● **Work to do**
Rescale the rows from the start through the line containing "[[202, 417]]", inclusive, by rewriting every line with the requests included and multiplying each point coordinate in the answers by 0.55, rounding to whole numbers with halves rounded up. Keep the numbers in the requests and their format samples unchanged, and leave the pictures out.

● **Input material**
· · · ·

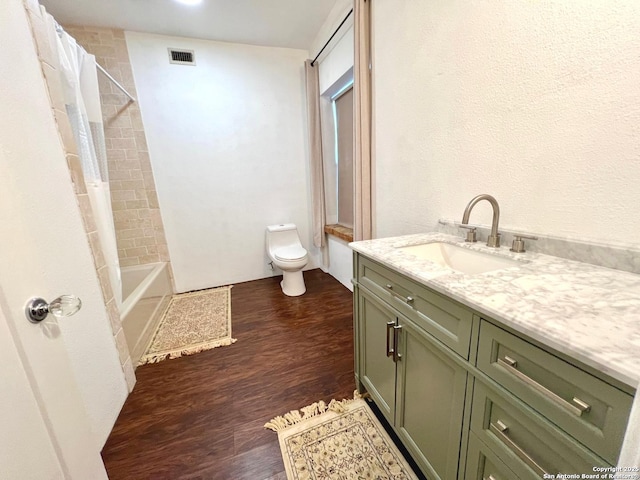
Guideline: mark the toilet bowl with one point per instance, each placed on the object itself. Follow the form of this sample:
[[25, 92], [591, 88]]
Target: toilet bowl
[[287, 253]]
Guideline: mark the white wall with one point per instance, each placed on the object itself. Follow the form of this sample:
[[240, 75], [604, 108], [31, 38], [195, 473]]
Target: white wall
[[340, 261], [537, 103], [31, 153], [228, 145]]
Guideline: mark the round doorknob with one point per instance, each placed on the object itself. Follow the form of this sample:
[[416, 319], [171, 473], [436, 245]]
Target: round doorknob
[[37, 308]]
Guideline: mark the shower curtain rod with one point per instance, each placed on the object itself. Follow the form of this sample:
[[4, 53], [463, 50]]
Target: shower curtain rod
[[106, 74], [331, 37]]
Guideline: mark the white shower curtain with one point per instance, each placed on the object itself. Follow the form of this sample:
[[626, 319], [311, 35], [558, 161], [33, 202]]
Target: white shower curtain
[[79, 78]]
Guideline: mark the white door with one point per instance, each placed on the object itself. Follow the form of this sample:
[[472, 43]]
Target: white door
[[44, 429]]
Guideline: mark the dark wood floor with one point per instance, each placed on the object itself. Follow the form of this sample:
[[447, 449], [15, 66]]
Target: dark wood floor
[[202, 417]]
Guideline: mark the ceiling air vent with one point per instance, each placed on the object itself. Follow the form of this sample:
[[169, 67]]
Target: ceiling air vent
[[181, 57]]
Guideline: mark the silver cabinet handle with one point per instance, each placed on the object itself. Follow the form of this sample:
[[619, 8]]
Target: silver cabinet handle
[[390, 326], [500, 430], [578, 409], [408, 300], [396, 335]]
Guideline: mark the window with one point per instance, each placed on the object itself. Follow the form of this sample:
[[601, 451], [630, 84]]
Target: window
[[342, 103]]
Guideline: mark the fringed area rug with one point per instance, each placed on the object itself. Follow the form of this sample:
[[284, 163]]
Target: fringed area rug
[[343, 440], [192, 323]]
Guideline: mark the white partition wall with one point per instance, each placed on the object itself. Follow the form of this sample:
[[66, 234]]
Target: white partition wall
[[227, 140]]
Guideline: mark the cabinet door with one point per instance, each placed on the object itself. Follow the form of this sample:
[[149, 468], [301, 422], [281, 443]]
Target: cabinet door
[[377, 370], [431, 391], [483, 464]]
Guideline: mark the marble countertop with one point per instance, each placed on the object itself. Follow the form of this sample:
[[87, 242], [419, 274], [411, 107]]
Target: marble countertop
[[587, 312]]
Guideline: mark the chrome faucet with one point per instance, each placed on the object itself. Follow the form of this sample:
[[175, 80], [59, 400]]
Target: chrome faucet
[[494, 237]]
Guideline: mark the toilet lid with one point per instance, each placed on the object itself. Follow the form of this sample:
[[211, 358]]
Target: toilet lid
[[293, 252]]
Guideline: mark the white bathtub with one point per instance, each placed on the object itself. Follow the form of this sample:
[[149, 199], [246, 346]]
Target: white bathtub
[[146, 291]]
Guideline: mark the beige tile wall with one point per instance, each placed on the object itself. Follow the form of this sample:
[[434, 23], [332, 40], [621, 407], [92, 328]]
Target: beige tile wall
[[49, 62], [139, 229]]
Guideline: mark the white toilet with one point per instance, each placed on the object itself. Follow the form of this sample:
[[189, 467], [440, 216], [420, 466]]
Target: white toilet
[[288, 254]]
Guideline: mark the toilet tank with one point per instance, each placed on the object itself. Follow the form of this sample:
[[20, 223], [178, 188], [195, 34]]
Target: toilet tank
[[282, 235]]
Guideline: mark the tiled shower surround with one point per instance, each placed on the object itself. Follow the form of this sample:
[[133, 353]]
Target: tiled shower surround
[[49, 62], [139, 230]]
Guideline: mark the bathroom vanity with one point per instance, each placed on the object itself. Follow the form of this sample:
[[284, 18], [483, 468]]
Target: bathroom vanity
[[524, 368]]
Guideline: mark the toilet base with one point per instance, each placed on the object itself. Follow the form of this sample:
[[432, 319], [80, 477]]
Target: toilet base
[[293, 283]]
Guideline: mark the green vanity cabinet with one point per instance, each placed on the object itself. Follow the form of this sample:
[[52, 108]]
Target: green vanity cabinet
[[469, 398], [407, 373], [377, 370], [429, 380]]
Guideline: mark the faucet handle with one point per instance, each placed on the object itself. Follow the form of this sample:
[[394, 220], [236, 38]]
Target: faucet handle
[[471, 234], [517, 245]]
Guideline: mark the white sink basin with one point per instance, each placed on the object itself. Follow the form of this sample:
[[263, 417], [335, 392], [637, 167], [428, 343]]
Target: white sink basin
[[457, 258]]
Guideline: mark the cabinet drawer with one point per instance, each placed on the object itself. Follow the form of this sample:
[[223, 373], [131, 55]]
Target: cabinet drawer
[[483, 464], [526, 442], [446, 320], [589, 409]]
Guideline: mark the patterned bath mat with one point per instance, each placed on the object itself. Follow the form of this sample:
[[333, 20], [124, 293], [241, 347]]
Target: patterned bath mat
[[192, 323], [342, 440]]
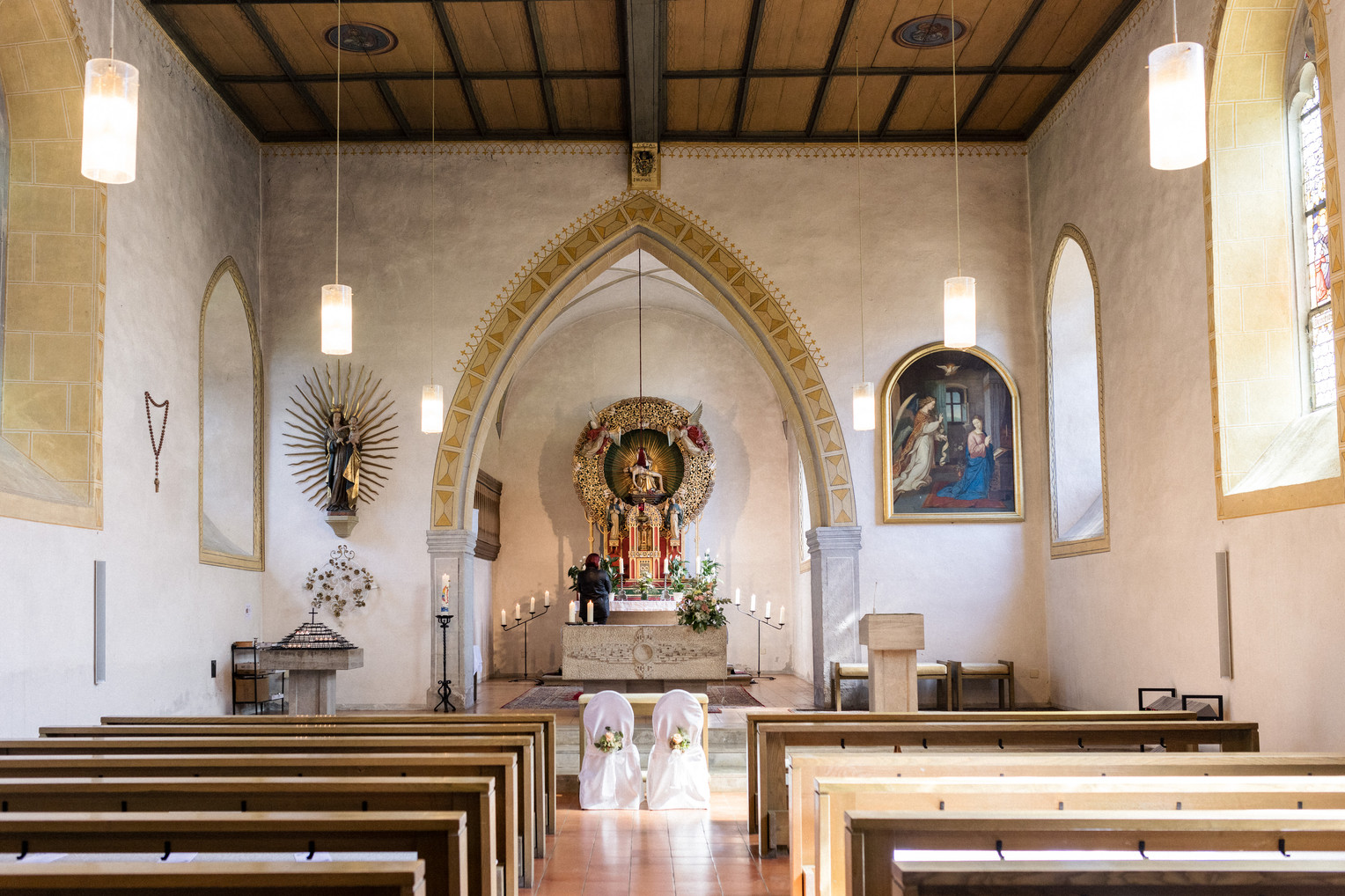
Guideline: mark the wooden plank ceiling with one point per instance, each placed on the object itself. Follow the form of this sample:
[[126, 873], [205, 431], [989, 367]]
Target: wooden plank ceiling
[[729, 70]]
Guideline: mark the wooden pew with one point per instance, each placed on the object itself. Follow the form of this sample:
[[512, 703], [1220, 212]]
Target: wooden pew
[[806, 764], [216, 878], [437, 839], [503, 767], [835, 797], [873, 835], [1118, 878], [545, 720], [475, 797], [774, 738], [756, 718], [544, 745], [519, 745]]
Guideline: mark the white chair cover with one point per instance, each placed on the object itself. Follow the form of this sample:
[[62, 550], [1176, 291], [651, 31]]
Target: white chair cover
[[678, 779], [609, 781]]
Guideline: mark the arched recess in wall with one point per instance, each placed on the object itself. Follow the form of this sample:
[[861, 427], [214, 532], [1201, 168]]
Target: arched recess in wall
[[1268, 453], [55, 275], [1079, 518], [697, 253]]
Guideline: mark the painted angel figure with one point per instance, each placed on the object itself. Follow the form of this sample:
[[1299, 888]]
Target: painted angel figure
[[690, 435], [599, 437]]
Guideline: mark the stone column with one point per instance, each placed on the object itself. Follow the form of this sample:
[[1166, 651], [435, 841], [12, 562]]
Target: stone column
[[453, 552], [834, 553]]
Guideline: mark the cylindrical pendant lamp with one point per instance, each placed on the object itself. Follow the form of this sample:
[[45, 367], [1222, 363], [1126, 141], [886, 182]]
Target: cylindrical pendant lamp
[[432, 408], [112, 101], [338, 319], [864, 415], [1177, 106], [959, 312]]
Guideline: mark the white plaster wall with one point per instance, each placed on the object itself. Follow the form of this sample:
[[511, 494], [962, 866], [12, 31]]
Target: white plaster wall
[[1143, 613], [980, 584], [746, 522], [193, 203]]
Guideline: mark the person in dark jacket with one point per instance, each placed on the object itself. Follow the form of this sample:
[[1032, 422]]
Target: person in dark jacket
[[595, 585]]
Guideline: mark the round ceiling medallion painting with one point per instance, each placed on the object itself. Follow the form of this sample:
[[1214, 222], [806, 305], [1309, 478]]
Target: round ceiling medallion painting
[[930, 31], [362, 38]]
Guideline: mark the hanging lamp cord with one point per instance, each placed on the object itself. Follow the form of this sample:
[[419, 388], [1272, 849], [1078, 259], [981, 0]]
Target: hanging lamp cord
[[858, 191], [957, 159]]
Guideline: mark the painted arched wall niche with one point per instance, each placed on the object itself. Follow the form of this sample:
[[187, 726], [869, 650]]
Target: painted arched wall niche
[[693, 249], [231, 447], [55, 275], [1253, 316], [1079, 519]]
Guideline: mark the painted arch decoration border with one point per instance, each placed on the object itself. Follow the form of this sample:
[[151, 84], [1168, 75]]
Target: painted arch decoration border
[[695, 251]]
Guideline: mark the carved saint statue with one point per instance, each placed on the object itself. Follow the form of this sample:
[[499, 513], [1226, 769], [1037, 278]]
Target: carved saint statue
[[343, 462], [642, 474]]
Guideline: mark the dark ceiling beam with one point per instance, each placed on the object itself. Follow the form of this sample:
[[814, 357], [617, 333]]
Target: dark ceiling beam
[[643, 38], [300, 88], [1011, 45], [1082, 61], [748, 61], [698, 74], [833, 60], [455, 55], [534, 30], [206, 70], [394, 108], [420, 76], [892, 105]]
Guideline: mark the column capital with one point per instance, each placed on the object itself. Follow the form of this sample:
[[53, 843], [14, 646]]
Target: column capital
[[451, 541], [833, 539]]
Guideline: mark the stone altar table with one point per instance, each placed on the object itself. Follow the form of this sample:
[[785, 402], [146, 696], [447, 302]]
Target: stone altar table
[[643, 658], [892, 641], [311, 689]]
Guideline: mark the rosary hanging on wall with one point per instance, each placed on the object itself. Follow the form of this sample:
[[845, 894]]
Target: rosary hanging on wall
[[163, 430]]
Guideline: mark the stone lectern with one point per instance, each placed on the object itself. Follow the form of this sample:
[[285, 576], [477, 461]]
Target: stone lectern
[[892, 641]]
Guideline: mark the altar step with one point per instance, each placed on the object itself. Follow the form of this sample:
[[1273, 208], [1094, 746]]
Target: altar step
[[728, 756]]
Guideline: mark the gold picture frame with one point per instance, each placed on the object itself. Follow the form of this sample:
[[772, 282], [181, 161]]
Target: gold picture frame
[[950, 439]]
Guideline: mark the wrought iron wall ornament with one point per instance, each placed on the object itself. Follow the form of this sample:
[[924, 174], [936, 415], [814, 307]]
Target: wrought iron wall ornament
[[342, 433]]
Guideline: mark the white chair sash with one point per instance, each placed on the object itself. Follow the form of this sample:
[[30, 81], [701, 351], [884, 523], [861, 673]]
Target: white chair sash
[[609, 781], [678, 779]]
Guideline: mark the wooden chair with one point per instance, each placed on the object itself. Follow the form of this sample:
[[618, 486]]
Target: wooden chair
[[998, 672], [939, 673]]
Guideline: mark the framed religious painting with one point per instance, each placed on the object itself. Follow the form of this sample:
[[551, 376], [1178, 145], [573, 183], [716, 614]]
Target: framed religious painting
[[950, 439]]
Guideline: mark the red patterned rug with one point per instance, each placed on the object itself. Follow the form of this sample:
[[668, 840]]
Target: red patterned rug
[[565, 697]]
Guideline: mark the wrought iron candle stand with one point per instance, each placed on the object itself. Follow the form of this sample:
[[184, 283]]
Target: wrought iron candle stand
[[521, 621], [445, 682], [761, 621]]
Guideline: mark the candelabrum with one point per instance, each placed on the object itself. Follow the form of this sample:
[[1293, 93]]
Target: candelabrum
[[761, 621], [522, 621], [445, 682]]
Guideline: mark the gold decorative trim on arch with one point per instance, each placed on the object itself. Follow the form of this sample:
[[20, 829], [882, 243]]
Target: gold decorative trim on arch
[[748, 299]]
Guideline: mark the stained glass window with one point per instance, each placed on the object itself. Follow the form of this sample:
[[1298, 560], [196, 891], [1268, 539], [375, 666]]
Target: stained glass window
[[1319, 330]]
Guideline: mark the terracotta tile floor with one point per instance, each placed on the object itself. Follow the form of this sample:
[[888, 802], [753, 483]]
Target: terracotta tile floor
[[667, 853]]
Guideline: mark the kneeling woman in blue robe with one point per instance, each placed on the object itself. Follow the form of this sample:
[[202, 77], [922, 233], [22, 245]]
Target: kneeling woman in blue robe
[[981, 467]]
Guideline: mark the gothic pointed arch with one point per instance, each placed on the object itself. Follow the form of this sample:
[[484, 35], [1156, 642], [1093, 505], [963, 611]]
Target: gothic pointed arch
[[692, 248]]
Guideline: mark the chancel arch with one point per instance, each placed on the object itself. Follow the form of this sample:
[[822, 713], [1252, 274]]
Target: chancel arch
[[1079, 521], [55, 275], [771, 331], [1276, 445]]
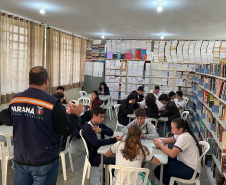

· · · ·

● **Full solution**
Guideline: mark the toilet bowl with one point per instance, each placed on the object itself. Follow the form of this sample:
[[25, 92], [591, 88]]
Target: toilet bowl
[[158, 139]]
Guideline: mark the white wall with one point per instance, each placed on the object itself. Follow the form of this sample:
[[240, 75], [604, 108], [31, 38], [195, 473]]
Target: white wall
[[187, 144], [295, 57], [17, 84], [125, 80]]
Guideline: mark the round doorknob with one point per instance, each placed on the object itself. Follow the form of this sample:
[[416, 319], [171, 473], [436, 245]]
Target: round doorknob
[[20, 169]]
Guideline: mark the shower curtain rod with one point per instance, each placed on the object itself. Follow the form of this sample:
[[4, 53], [463, 50]]
Target: shower curtain rod
[[58, 41], [182, 20]]
Guideline: mark the white shower curtain with one point per instance, each placed on the object itself. Follow the form of this sample:
[[626, 319], [311, 35], [558, 161], [33, 202]]
Target: white shower curtain
[[43, 43]]
Guideline: mark the white door with one point per instance, each placed on the object itself. Follow the form of this sample:
[[472, 43]]
Target: white door
[[24, 236]]
Guideline: mark the dark wood floor with one point per instance, each placed on the object itself. Follow the form of this sample:
[[447, 449], [15, 66]]
Target: dark wood floor
[[111, 229]]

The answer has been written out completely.